GIVEN TASK: Pull out every row below that contains the word "ledge" and copy each one in full.

PROVIDED RECORDS:
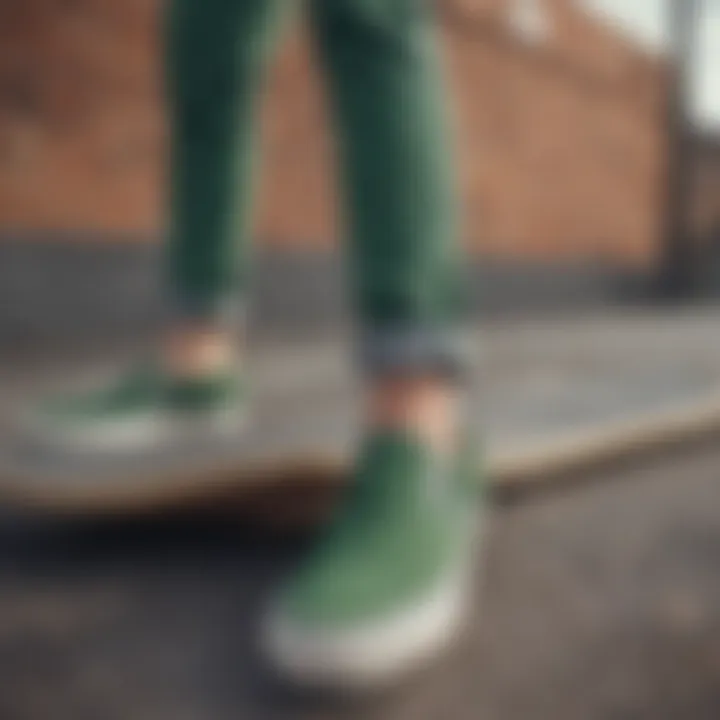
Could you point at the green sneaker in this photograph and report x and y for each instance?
--
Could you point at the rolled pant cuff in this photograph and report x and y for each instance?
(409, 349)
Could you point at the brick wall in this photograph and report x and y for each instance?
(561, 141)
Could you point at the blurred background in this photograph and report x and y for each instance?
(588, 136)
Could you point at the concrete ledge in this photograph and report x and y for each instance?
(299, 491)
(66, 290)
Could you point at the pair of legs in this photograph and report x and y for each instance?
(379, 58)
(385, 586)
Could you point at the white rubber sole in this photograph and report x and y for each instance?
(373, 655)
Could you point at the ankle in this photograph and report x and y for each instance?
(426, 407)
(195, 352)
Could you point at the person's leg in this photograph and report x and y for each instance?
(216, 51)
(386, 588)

FULL SOLUTION:
Could you point at the concrete ledge in this photograph and report x and y for each instance?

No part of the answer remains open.